# [Exercise input]
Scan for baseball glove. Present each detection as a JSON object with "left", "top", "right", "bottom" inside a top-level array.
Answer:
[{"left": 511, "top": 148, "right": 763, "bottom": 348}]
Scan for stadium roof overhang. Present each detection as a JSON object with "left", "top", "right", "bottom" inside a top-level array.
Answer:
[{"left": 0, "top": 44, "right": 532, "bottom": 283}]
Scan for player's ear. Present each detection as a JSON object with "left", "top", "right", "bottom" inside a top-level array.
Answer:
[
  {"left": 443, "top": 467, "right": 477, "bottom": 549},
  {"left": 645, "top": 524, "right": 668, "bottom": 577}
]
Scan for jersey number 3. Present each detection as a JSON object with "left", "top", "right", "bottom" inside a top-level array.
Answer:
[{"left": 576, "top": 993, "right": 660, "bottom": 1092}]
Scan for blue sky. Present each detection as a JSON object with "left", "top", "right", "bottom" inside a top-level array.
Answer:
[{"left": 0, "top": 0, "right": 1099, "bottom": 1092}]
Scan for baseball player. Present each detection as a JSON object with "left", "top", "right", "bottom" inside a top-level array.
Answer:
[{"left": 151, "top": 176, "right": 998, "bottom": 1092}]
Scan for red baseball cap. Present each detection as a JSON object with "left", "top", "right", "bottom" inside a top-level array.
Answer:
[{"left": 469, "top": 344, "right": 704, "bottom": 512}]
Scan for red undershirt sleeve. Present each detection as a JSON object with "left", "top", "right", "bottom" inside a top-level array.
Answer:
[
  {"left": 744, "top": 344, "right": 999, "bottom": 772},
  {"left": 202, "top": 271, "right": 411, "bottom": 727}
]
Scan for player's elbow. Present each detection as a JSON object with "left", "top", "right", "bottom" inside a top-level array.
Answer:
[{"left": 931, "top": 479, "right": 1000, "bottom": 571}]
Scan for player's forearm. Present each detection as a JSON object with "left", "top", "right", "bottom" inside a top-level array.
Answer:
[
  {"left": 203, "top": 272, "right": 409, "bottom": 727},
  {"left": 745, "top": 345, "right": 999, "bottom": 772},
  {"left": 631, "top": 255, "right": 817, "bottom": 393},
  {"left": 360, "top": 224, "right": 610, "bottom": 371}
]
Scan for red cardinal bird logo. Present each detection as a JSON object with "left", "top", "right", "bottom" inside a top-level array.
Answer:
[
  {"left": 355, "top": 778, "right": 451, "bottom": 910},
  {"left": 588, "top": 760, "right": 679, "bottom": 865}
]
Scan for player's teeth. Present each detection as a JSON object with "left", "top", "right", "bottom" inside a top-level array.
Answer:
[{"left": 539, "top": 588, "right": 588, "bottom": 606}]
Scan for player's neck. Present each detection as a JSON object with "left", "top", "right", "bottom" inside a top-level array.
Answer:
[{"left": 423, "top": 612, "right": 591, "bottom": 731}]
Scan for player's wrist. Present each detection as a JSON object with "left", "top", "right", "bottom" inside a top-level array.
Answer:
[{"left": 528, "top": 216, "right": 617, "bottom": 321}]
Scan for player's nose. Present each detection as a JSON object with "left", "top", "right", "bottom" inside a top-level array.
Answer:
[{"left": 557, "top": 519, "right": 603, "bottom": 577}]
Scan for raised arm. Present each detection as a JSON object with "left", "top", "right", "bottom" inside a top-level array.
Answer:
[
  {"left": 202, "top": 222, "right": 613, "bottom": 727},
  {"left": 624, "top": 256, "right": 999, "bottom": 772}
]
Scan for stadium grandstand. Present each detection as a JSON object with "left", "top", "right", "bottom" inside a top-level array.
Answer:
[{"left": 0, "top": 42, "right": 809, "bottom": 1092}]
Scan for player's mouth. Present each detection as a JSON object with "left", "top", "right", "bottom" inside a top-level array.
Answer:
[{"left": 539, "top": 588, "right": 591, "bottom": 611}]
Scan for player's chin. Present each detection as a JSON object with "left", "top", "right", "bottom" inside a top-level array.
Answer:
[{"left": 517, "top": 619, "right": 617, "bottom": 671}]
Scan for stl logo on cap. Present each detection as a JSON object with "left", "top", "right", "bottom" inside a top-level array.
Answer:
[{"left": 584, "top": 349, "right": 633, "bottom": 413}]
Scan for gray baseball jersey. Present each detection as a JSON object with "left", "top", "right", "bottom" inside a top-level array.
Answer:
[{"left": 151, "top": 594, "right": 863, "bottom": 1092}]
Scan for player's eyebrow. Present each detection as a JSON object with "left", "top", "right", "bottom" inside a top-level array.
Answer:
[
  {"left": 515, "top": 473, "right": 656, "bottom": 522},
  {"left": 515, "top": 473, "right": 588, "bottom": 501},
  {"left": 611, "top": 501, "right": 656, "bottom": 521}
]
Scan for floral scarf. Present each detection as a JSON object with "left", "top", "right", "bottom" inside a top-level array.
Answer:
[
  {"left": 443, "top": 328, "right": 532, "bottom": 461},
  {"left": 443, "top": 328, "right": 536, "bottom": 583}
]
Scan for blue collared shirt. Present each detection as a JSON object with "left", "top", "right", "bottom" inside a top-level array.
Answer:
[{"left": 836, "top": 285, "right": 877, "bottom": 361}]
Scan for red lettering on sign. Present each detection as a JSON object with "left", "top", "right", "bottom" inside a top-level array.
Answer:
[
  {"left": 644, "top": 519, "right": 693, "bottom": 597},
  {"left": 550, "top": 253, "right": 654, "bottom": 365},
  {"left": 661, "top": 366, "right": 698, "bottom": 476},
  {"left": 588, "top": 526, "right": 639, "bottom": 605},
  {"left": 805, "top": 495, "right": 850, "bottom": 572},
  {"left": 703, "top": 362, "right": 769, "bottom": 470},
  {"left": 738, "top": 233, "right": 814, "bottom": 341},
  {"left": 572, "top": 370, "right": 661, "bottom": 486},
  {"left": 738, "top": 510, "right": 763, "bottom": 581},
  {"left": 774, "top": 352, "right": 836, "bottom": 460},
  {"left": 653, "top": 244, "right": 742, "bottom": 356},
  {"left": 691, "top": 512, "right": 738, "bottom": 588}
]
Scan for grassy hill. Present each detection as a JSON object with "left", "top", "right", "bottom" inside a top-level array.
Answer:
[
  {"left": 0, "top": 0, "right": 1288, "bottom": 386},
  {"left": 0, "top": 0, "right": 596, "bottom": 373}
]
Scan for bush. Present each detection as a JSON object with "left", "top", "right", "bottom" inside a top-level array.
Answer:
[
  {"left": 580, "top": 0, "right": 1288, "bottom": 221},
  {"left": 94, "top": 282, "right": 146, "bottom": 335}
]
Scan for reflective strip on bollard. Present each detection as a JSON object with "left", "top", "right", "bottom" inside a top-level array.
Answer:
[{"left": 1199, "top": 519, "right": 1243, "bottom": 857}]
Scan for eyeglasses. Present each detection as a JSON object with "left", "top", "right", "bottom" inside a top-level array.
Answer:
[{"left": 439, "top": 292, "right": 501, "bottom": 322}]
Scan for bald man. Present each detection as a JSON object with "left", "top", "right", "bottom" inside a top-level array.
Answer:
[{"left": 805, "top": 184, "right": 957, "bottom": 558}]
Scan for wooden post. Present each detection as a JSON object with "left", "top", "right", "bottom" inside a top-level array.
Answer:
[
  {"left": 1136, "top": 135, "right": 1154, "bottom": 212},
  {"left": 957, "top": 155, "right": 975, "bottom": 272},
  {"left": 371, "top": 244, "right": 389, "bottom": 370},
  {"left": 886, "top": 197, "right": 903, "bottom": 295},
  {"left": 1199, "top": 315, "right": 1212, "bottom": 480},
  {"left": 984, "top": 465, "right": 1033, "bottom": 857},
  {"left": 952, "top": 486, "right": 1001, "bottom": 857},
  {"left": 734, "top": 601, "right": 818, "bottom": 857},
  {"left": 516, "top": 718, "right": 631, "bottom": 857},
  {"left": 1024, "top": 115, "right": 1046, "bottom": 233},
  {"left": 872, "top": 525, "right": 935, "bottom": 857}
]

# [Prompt]
List, in full, each line of the records above that contains the string "stadium". The match is case-sensitive.

# [Written solution]
Scan for stadium roof overhang. Present each detection as a JSON object with "left", "top", "right", "bottom" inside a top-level array.
Scan for stadium grandstand. Present each detection as a JSON object with "left", "top", "right", "bottom" inside a top-level array.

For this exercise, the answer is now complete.